▶ [TASK DESCRIPTION]
Rewrite the lines below with "marker" changed to "dot" and everything else left as it is. Leave out the pictures.

▶ [LISTED RECORDS]
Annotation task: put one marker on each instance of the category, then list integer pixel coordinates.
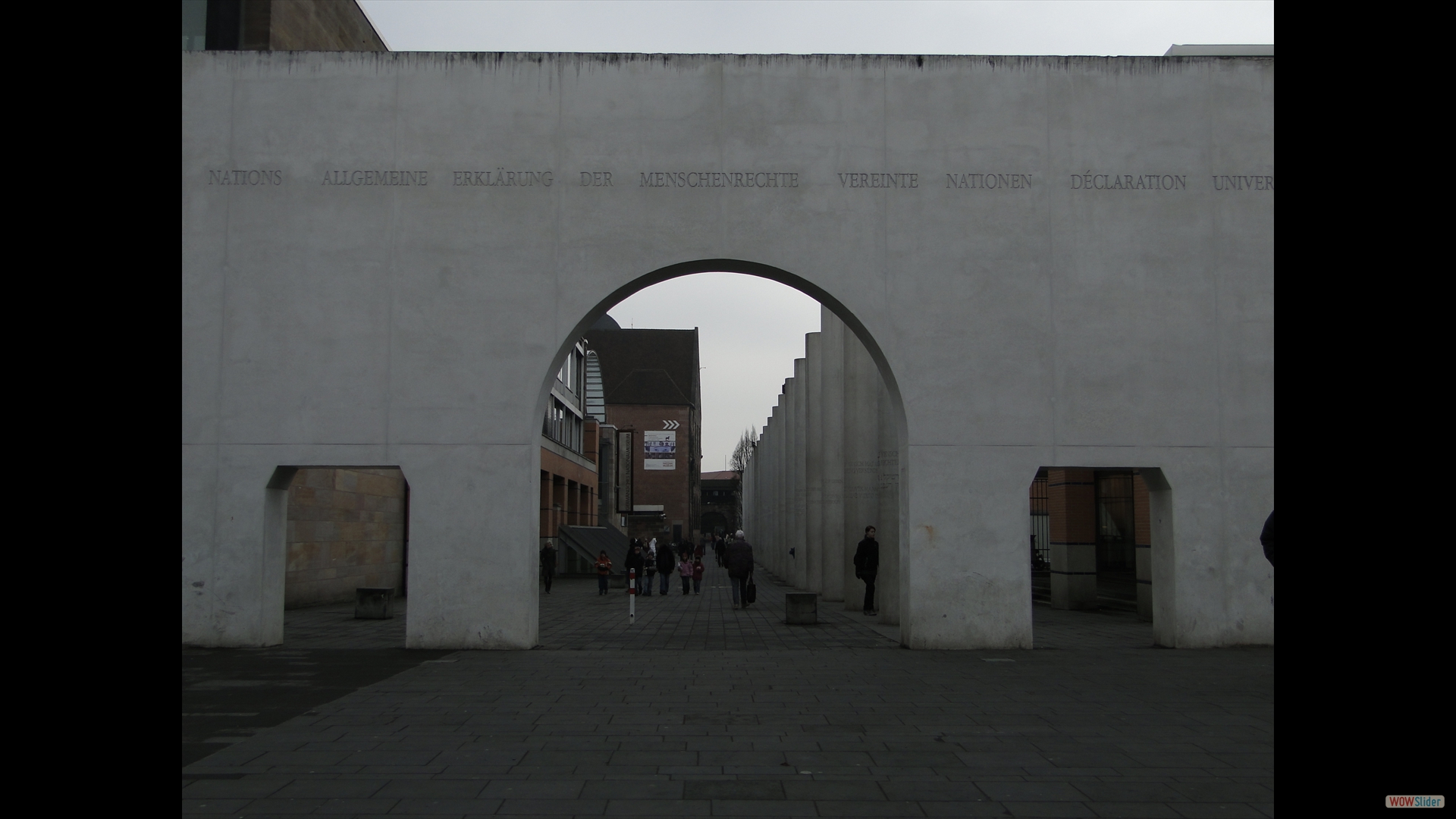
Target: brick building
(653, 398)
(568, 472)
(721, 503)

▶ [CORRECT RESULT]
Annotation task: put one dot on each instance of the category, then list integer pixel coordinates.
Target: brick building
(653, 398)
(568, 472)
(721, 503)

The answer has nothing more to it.